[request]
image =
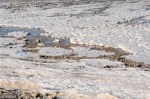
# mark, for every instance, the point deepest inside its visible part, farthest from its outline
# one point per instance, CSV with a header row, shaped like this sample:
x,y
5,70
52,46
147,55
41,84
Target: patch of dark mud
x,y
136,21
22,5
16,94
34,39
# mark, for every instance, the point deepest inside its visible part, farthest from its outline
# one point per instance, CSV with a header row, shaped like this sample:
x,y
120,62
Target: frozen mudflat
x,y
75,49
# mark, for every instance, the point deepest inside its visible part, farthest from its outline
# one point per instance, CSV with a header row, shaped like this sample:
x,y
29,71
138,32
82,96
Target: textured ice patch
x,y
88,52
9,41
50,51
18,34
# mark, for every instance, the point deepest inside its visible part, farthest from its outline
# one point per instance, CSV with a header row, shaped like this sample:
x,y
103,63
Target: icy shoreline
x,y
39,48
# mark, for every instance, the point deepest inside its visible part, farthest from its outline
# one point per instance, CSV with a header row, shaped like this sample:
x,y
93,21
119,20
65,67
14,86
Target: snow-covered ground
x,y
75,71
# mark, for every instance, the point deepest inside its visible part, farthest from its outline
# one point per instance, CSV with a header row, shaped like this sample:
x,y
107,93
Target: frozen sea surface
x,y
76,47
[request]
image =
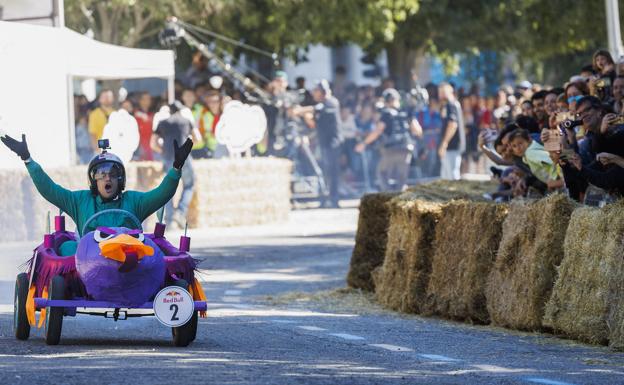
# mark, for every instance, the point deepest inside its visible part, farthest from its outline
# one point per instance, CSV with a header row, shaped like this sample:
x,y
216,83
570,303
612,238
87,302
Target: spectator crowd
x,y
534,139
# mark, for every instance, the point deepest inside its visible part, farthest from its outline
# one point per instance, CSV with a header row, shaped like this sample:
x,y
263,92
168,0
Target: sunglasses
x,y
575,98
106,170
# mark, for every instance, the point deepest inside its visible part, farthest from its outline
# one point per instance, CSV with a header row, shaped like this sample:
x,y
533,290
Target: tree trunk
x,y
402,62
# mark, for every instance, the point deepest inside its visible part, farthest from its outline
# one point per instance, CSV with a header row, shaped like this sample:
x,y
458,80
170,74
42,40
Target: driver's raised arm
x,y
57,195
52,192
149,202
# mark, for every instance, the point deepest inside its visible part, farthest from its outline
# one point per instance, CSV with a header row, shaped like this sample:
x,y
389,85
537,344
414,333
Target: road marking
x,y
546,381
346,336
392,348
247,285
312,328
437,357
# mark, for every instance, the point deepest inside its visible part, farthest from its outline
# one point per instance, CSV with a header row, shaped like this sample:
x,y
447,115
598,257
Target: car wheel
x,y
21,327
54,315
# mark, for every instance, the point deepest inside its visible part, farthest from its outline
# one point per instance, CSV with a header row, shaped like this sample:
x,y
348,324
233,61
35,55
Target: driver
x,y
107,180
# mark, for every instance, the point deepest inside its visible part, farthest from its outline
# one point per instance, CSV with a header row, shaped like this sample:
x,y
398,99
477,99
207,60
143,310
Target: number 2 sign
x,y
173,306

*-*-*

> [Your instructions]:
In your answer, set down the full listing word for word and include no pictures.

> [Exercise result]:
[request]
image =
# mark, for every instance, the point deepest inside its visible part, farthest from its outline
# one point per instance, CSV with a header row, shaped like this sample:
x,y
5,70
52,46
147,55
41,84
Target: patch of dark mud
x,y
136,21
22,5
16,94
34,39
# mark, for every instance, the point deepest inside its visible part, farthest from its outline
# one point per instance, CSV with a header row, shaped like this sample:
x,y
120,62
Target: frozen mudflat
x,y
75,49
# mark, for every instance, the point deepest inside its visible part, farthest from its outline
# one point per instance, CSV with a header row, shaped like this sample:
x,y
29,71
138,32
82,96
Target: textured ice patch
x,y
88,52
9,41
50,51
18,34
# mark, for every instance, the point deepest inside its visible part, farthest from its outline
# one point per instance, CSV with a header row, shaped like this sample:
x,y
103,63
Target: icy shoreline
x,y
39,48
# mark, for every instance, the point deepest inside its visible part, farthest from its outline
# one point per instance, CSV with a header row, shaped like this sample:
x,y
93,21
119,20
65,67
14,86
Target: snow-covered ground
x,y
75,71
# mark, for every instance, the point deepest inside its visible part, farthest from its outline
# one point per instance, CSV with a header row, shaped like this sample:
x,y
107,93
Target: frozen sea surface
x,y
76,47
[request]
image =
# mark, for every instance, the point deepest inside its visible part, farthest from its outline
# one point per instance, CSV with a header row, shaped like this sample:
x,y
216,83
570,303
612,238
87,302
Target: spectator crowd
x,y
534,139
# mark, for every instance, the point deepest inside its visible part, farthest from its outline
# one point per instance, CSV with a header row, shaped like this sample:
x,y
263,92
168,0
Target: sunglasses
x,y
575,98
106,170
# mark, for every instance, the point deepest inside its visible part, farthest from its outline
# one point per instance, CSV with a header row, shaped like this sample:
x,y
533,290
Target: tree trunk
x,y
402,62
# mark, for every instance, the point deepest inside its visible part, farthest from its outline
# one point per instance, CSV with a header row, shaped like this sample:
x,y
458,80
170,74
42,40
Target: driver's raised arm
x,y
57,195
52,192
149,202
# mark, for every instance, the point deepest inside its visible part, farthest from its outline
# one point per instance, CSV with a header row, shaped like this sample:
x,y
389,85
537,344
414,333
Target: road marking
x,y
546,381
346,336
392,348
247,285
312,328
437,357
# mark, for every instance, the point deepest inside its visible part, farthest from its outline
# one point per instance, CSV with a header row, shaped like this sample:
x,y
447,115
598,257
Target: car wheel
x,y
21,327
54,315
# mark, for every instance, the point deepest inside its visible part, farthest from its outline
# one point per instance, CSV with a header row, shaped like this sample:
x,y
348,324
233,61
35,55
Target: driver
x,y
107,180
# mark, for every instance, the point deepest inside its visible part, farthest from its outline
# one point per instance, CSV with a header row, shaped like this sample:
x,y
398,99
477,99
207,60
143,310
Target: number 2 sign
x,y
173,306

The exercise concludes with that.